WHAT TO DO –
a) According to the passage, at what age did the writer's father die?
b) Rewrite the passage from "With my wife" to "the time away.", putting "four months" in place of "three months".

PASSAGE SHOWN –
[START]

I quit cold-turkey on cigarettes in ‘84 after more than a decade of indulging. My Dad died at 94, and my soon to be 96-year-old Mom lies at a hospice in Honolulu graciously resigned on the inevitable. My parents didn’t smoke but my Papa’s Mama rolled her own and lasted till she was 95. She grew Virginia leaves that grew as a cash crop in Ilokandia’s fields in my youth as my father’s relations smelled of pugon (dryer) all the time.

With my wife playing dutiful daughter in China, a go-fer for her sick parents living with her in Shenyang the last three months, expected to be with them for another six until a suitable institutional care can be arranged, she is not expected to join me and my household anytime soon, so I decided to smoke the Kent to while the time away.

My, we are really regressing here but it is just like getting back to pre-’84. I smoked a pack in two days, filling my lungs with 0.4 mg of nicotine, 5 mg of carbon monoxide, and 4 mg of tar, getting my throat dry as an overdone roast and my chest heavy navigating the walkway rails.

A friend suggested that I shift to Pedro Domecq’s brandy de Jerez, a Fundador, an unopened bottle leftover from a visitor in the kitchen cabinet. Find a smoke-free teetotaling GF who would swat my fingers before I flick a lighter. Duh.

[END]

EXTRACTED ENTRIES –
[START]

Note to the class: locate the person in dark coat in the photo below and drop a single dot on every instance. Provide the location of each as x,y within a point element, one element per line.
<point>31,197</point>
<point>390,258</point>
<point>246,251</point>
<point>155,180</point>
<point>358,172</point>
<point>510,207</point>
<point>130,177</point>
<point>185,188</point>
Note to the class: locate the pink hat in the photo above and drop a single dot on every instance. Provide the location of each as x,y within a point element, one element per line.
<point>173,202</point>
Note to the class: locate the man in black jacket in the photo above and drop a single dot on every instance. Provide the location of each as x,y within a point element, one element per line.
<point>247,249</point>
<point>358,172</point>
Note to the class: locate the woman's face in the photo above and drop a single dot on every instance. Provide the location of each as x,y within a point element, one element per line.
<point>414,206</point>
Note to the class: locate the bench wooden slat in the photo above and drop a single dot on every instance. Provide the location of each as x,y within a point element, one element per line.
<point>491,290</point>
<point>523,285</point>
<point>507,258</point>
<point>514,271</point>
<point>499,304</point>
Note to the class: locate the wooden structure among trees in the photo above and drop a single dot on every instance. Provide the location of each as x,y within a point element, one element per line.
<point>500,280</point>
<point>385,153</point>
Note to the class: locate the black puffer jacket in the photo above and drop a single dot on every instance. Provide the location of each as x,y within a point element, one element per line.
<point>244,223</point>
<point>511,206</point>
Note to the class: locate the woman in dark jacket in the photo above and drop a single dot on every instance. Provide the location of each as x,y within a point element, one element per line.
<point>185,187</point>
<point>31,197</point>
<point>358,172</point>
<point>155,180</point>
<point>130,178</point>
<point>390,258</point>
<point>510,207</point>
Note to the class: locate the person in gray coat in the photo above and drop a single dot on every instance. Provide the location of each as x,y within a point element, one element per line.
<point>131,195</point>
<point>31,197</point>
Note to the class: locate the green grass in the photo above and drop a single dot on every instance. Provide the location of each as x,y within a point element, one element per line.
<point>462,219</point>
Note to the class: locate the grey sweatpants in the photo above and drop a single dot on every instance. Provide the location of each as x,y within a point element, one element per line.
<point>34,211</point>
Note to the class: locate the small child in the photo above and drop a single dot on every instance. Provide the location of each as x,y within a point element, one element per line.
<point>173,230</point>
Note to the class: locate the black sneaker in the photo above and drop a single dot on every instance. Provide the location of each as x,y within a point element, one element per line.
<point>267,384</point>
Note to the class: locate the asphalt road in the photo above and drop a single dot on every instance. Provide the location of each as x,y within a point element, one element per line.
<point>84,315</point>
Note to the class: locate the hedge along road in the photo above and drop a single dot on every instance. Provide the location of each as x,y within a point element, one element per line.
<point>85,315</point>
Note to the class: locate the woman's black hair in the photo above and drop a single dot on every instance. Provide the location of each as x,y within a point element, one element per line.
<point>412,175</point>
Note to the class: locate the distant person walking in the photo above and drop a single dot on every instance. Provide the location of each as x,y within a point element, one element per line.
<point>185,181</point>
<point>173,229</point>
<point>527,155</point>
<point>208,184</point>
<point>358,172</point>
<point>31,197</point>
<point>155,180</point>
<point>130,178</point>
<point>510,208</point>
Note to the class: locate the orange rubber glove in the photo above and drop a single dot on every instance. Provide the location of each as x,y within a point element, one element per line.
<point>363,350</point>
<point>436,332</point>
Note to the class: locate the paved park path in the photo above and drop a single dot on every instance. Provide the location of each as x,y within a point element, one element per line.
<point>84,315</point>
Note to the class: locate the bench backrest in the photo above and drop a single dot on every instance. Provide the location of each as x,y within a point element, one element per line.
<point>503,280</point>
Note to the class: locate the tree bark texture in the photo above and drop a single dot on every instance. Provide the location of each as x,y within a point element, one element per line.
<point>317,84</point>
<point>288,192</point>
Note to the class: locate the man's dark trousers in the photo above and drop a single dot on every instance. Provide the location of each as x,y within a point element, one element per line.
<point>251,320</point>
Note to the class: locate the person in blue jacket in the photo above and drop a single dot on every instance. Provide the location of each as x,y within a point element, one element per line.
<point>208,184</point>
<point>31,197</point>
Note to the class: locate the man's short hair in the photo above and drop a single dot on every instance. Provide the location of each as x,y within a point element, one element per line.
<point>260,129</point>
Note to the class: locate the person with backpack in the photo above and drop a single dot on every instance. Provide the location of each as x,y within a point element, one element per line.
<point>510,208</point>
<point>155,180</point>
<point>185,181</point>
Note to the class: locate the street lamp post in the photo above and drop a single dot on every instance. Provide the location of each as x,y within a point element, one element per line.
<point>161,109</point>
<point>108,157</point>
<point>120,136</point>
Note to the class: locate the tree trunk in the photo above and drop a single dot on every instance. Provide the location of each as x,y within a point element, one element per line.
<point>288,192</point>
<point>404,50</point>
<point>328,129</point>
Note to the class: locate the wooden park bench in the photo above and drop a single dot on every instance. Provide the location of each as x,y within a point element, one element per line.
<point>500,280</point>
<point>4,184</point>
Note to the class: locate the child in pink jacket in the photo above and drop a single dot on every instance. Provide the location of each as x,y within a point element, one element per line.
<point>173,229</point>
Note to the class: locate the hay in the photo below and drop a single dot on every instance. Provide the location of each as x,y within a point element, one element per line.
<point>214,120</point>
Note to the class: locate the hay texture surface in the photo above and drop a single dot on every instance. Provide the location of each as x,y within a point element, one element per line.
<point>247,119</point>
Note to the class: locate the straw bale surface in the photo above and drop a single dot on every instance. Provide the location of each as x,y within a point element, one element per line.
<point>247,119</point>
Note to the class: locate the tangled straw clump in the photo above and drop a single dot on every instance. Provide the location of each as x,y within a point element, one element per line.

[END]

EXERCISE RESPONSES –
a) He died at 94.

b)
With my wife playing dutiful daughter in China, a go-fer for her sick parents living with her in Shenyang the last four months, expected to be with them for another six until a suitable institutional care can be arranged, she is not expected to join me and my household anytime soon, so I decided to smoke the Kent to while the time away.